What you have to do:
A faithful copy of each record is required, minus the images.

Source material section start

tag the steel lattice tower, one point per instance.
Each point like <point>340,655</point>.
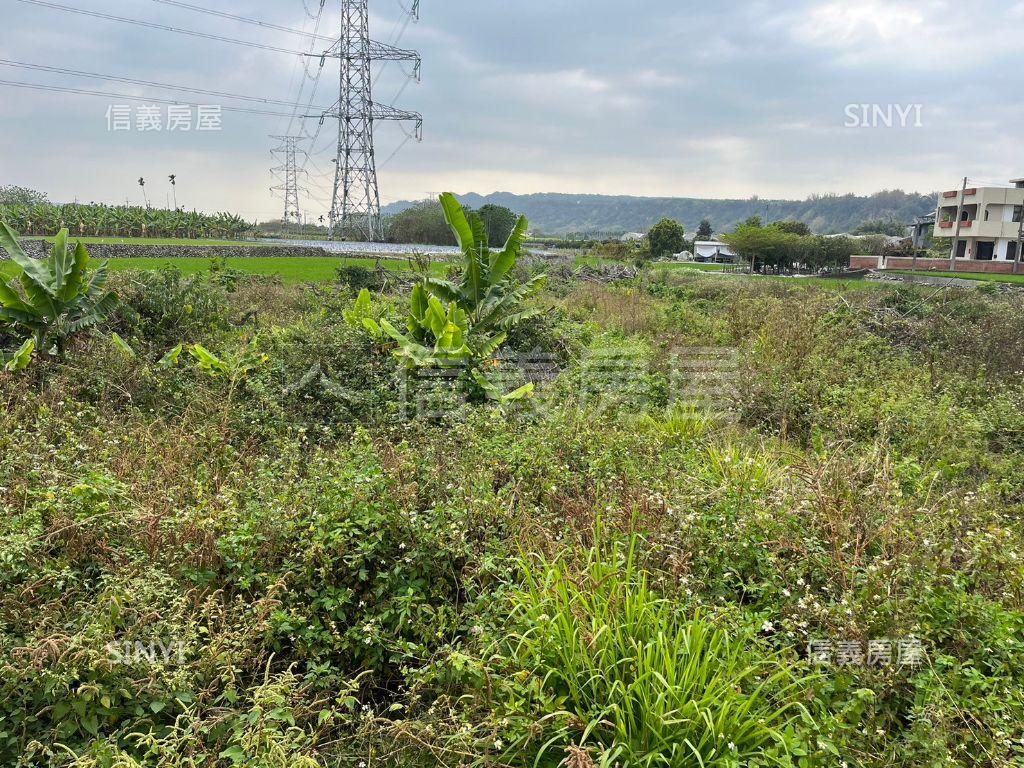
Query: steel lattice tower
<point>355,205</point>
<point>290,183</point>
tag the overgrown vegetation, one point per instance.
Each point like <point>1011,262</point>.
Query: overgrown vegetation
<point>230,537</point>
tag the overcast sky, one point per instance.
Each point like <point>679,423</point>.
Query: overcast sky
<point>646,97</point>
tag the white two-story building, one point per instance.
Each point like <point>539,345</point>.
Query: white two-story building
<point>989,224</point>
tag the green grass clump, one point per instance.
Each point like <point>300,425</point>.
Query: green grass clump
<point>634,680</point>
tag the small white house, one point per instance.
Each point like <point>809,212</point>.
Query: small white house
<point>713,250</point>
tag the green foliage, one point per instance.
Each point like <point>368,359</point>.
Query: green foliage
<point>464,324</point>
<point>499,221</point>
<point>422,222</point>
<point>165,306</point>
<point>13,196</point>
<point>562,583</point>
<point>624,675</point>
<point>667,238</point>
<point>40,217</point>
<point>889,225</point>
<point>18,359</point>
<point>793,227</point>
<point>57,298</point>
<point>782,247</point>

Source material section end

Task response:
tag the steel lattice tower, one point per instance.
Each point like <point>340,655</point>.
Query: steel lattice tower
<point>355,205</point>
<point>290,183</point>
tag the overgrown vegetation, one point per instance.
Each point like <point>1011,262</point>.
Query: overgrown vegetation
<point>230,537</point>
tag the overcast sky, one point per instance.
Each point like <point>679,423</point>.
Query: overcast sky
<point>646,97</point>
tag the white two-story building, one point per instance.
Each point like <point>539,345</point>.
Query: white two-story building
<point>989,224</point>
tag the green grass clump, one point per instance.
Each point like <point>300,425</point>.
Query: green grass clump
<point>634,680</point>
tag the small white house, one point per instance.
Each point like <point>809,212</point>.
Query: small white house
<point>713,250</point>
tag the green foliage, one point per instance.
Each point like <point>368,359</point>.
Query: green foliage
<point>464,324</point>
<point>499,221</point>
<point>422,222</point>
<point>165,306</point>
<point>13,196</point>
<point>562,583</point>
<point>624,675</point>
<point>667,238</point>
<point>40,217</point>
<point>889,225</point>
<point>18,359</point>
<point>793,227</point>
<point>57,298</point>
<point>782,247</point>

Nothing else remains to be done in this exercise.